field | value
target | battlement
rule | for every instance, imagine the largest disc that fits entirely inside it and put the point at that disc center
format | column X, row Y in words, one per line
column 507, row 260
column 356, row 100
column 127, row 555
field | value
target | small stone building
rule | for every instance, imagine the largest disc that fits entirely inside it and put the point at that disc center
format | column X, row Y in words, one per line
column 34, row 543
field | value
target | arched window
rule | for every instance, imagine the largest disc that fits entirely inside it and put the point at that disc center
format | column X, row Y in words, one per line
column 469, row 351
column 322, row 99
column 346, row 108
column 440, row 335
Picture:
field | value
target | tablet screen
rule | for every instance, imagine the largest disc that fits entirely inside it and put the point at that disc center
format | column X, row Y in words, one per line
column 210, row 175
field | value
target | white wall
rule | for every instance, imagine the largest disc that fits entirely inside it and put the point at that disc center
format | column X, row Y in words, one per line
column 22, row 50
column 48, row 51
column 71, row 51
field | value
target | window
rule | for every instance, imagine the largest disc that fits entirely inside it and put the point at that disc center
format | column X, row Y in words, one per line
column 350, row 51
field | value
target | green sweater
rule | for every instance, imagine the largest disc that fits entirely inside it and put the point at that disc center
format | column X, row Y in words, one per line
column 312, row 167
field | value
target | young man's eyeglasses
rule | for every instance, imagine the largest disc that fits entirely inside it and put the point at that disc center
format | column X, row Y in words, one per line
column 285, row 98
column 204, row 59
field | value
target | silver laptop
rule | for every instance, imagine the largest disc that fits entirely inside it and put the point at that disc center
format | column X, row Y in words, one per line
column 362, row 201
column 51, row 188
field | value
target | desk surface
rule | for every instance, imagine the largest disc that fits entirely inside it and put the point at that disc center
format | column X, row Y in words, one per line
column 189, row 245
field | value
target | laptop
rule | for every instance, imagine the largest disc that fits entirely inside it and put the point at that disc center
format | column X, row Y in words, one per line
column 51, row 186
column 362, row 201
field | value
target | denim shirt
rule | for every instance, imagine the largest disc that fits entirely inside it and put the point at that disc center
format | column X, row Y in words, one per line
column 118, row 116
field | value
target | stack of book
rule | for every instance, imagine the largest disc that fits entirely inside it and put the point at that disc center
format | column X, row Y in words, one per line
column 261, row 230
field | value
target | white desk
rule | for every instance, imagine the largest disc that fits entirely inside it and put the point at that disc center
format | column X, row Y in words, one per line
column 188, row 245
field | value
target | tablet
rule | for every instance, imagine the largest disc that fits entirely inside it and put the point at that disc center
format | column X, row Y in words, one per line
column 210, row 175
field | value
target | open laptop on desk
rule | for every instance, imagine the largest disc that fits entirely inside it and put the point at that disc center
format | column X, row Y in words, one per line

# Your assignment:
What is needed is a word-for-word copy of the records above, from the first line through the line that contains "target | arched window".

# Solution:
field | value
target | battlement
rule | for every instance, imagine the largest disc that fits entirely inside it and put the point at that disc center
format | column X, row Y in words, one per line
column 507, row 260
column 356, row 100
column 127, row 555
field | value
target | small stone building
rule | for every instance, imagine the largest disc that fits entirely inside it and put the point at that disc center
format | column X, row Y in words, one per line
column 34, row 543
field | value
target | arched window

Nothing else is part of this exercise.